Give the stretch from the line containing "drawn like (97,36)." through the last of the lines below as a JSON list of strings, one string per line, leaving out blank lines.

** GIVEN RECORDS **
— BEGIN —
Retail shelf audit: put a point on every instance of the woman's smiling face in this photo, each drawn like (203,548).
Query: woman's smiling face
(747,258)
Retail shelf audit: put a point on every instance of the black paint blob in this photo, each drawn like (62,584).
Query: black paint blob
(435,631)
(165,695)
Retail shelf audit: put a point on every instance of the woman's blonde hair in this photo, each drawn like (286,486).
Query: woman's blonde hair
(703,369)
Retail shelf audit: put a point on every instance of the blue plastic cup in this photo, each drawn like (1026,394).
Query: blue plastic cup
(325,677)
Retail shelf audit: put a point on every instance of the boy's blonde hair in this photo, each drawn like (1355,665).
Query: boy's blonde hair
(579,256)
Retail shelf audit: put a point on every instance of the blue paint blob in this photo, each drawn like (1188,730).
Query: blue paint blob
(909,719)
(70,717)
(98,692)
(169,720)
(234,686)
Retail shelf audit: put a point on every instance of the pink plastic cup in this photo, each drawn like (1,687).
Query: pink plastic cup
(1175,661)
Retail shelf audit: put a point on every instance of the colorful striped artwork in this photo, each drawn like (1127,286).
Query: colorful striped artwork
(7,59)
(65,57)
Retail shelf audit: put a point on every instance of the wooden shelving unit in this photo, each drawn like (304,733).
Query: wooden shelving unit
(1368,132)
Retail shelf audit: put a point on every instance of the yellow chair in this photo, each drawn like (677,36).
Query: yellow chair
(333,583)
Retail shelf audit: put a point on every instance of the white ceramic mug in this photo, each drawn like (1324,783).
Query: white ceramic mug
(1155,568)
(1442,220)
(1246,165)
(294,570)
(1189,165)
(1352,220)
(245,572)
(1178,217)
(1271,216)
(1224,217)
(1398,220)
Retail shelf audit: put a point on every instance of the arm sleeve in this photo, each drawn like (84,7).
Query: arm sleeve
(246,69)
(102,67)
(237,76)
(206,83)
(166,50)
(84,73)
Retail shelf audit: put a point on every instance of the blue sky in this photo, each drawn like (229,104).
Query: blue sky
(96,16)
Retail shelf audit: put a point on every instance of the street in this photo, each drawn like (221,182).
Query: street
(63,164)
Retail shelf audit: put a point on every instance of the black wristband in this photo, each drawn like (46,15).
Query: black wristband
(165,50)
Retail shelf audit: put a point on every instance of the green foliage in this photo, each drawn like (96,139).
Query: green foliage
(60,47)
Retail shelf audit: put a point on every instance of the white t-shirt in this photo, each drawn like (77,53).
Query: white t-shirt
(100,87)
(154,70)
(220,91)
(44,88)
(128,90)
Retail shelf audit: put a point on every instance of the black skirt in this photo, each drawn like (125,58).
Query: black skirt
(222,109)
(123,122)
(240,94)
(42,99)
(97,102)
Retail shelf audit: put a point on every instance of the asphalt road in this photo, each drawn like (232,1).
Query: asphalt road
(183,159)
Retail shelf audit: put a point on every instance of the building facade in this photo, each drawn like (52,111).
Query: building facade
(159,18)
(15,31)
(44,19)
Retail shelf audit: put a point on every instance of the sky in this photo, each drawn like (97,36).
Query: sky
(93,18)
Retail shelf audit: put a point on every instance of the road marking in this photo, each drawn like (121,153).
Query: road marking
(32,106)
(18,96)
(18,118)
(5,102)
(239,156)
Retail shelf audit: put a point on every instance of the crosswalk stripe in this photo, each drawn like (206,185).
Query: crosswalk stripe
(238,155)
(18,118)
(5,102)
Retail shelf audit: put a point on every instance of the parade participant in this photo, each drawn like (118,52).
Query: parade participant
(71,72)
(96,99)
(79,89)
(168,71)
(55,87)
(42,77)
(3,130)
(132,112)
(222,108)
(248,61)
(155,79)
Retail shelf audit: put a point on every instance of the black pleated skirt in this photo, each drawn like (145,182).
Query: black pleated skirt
— END —
** EXERCISE RESULT **
[
  "Retail shelf audit: put a point on every instance of the sky in this photo, each drawn like (97,36).",
  "Query: sky",
  "(93,18)",
  "Retail shelf audit: put a point on every instance of the road marking in this photo, each drawn like (121,153).",
  "Query: road marking",
  "(32,106)",
  "(18,96)",
  "(18,118)",
  "(5,102)",
  "(239,156)",
  "Retail shelf audit: put a point on every instance of the crosswalk stripe in this photo, each drawn like (206,185).",
  "Query: crosswalk stripe",
  "(238,155)",
  "(18,118)",
  "(5,102)",
  "Retail shelf audit: put a point on every instance of the parade participant in this photo, each drawn like (118,52).",
  "Query: parade participant",
  "(71,72)",
  "(96,99)",
  "(79,89)",
  "(168,71)",
  "(55,87)",
  "(42,77)",
  "(3,130)",
  "(132,112)",
  "(222,108)",
  "(248,61)",
  "(155,79)",
  "Retail shelf audit: put a point on every instance of the black pleated skirt in this photo, each drawn like (145,182).",
  "Query: black pleated skirt"
]